Give the listing below again in full, exactly as written.

▶ [PROVIDED RECORDS]:

***

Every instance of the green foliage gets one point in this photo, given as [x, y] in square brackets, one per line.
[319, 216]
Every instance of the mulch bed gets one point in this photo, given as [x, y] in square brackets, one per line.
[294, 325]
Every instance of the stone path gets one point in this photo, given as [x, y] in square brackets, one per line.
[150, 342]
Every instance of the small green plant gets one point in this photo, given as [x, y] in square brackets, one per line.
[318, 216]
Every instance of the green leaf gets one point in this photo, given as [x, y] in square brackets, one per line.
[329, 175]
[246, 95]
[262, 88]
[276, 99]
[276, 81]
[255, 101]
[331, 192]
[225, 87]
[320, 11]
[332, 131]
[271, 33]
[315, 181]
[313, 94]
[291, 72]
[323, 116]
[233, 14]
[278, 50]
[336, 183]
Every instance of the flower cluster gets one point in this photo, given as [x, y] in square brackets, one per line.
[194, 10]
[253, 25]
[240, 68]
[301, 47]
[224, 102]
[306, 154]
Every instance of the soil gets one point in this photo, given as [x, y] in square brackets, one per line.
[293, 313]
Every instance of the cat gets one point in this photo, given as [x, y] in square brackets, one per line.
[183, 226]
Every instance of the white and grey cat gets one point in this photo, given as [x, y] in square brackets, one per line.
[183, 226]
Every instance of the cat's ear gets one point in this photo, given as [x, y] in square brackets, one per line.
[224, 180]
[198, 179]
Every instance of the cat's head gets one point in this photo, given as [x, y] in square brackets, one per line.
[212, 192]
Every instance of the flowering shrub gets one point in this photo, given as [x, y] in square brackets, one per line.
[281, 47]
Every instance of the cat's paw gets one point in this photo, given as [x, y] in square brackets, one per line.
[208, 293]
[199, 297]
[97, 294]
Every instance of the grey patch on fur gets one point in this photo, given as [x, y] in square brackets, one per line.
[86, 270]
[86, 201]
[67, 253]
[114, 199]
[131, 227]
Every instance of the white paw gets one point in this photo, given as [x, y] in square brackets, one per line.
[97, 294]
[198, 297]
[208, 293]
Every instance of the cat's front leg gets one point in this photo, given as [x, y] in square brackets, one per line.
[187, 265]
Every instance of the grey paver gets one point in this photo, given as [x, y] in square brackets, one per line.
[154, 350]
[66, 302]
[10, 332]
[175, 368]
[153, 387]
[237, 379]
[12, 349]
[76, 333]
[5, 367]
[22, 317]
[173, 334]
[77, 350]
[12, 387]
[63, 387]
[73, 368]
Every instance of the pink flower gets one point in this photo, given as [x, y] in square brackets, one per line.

***

▶ [THE ANSWER]:
Every instance of the green foliage gets one point in this photo, given as [x, y] in square brackets, one per line.
[319, 216]
Every instance of the mulch bed gets one point in this photo, given as [x, y] in square brackets, one per line.
[294, 325]
Every instance of the stone path gets one point in this photo, given as [x, y] in square brackets, one per line.
[150, 342]
Every instance of the small green plant gets one point in this photo, given as [x, y] in square brackets, one per line.
[318, 216]
Every instance of the green leaf gets one point in this photo, given as [x, y] in square brackets, one per line.
[329, 175]
[246, 95]
[262, 88]
[276, 99]
[276, 81]
[255, 101]
[331, 192]
[225, 87]
[320, 11]
[332, 131]
[271, 33]
[315, 181]
[313, 94]
[291, 72]
[323, 116]
[233, 14]
[278, 50]
[336, 183]
Every instance of the flower cluster gets one point in this photo, given as [x, y] in square brackets, one per line.
[194, 10]
[253, 25]
[240, 68]
[301, 47]
[224, 102]
[306, 154]
Every instance of the soil gets one point in this photo, given as [x, y] in square brackets, one per line.
[293, 313]
Every instance of the cat gets one point in this photo, given as [x, y] in square brackets, one per line.
[183, 226]
Every instance of the white and grey cat gets one point in this photo, given as [x, y] in square brackets, one per line.
[183, 226]
Every instance of the cat's ear gets one point in this photo, given as [x, y] in square brackets, one per line.
[224, 180]
[198, 179]
Every instance of the cat's head gets one point in this photo, given as [x, y] in square brackets, one per line.
[212, 192]
Every instance of the flowering shrub gets one point in this photo, given as [x, y] in square brackets, one per line.
[281, 47]
Every instance of the cat's paw gets one point in this photo, given as [x, y] in square brackets, one per line.
[208, 293]
[199, 297]
[97, 294]
Every instance of the grey patch on fur gets one point in this photo, given as [x, y] in square brackets, one per line.
[86, 270]
[86, 201]
[67, 253]
[114, 199]
[131, 227]
Every instance of the white paw gets one point in this photo, given as [x, y] in square brackets, one per line.
[97, 294]
[198, 297]
[208, 293]
Every instance of the cat's front leg gets one point in this photo, given as [x, y] in square brackets, one per line.
[187, 265]
Every instance of the grey paver gets one point in this photo, given as [x, y] in square brackets, one per line.
[154, 350]
[66, 302]
[10, 332]
[175, 368]
[153, 387]
[237, 379]
[12, 349]
[76, 333]
[5, 367]
[22, 317]
[173, 334]
[77, 350]
[12, 387]
[63, 387]
[73, 368]
Every instance of the pink flower gets one point in this photo, given as [x, y] in square brackets, one per line.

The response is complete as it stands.